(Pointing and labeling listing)
════
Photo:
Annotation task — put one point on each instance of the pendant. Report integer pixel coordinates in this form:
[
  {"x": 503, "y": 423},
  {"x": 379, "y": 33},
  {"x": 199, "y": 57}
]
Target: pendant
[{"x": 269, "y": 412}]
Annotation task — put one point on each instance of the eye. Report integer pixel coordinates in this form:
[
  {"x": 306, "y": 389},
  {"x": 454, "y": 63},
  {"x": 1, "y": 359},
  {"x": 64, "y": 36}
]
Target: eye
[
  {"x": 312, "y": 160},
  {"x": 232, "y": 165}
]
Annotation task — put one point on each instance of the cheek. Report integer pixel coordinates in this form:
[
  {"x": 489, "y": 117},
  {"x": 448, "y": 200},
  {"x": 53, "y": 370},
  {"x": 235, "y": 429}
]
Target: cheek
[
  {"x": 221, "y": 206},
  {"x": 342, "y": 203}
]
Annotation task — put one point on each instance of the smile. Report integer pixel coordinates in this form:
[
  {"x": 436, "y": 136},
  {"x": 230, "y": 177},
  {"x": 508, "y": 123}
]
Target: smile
════
Task instructions
Reproduce every line of the listing above without changing anything.

Final answer
Photo:
Annotation task — put one point on each instance of the pendant. Report integer pixel coordinates in this form:
[
  {"x": 503, "y": 423},
  {"x": 379, "y": 33},
  {"x": 199, "y": 57}
]
Target: pendant
[{"x": 269, "y": 412}]
Annotation task — put one point on each instance of the eye. Report integer pixel coordinates in this form:
[
  {"x": 306, "y": 389},
  {"x": 454, "y": 63},
  {"x": 1, "y": 359},
  {"x": 64, "y": 36}
]
Target: eye
[
  {"x": 312, "y": 160},
  {"x": 232, "y": 165}
]
Annotation task — put one point on each instance of the cheek. Report integer pixel coordinates in this form:
[
  {"x": 489, "y": 117},
  {"x": 448, "y": 200},
  {"x": 53, "y": 370},
  {"x": 235, "y": 429}
]
Target: cheek
[
  {"x": 221, "y": 206},
  {"x": 342, "y": 203}
]
Annotation task — put one point on each instance of the smile. Report integer pixel coordinates in this form:
[
  {"x": 436, "y": 136},
  {"x": 230, "y": 177},
  {"x": 508, "y": 123}
]
Target: smile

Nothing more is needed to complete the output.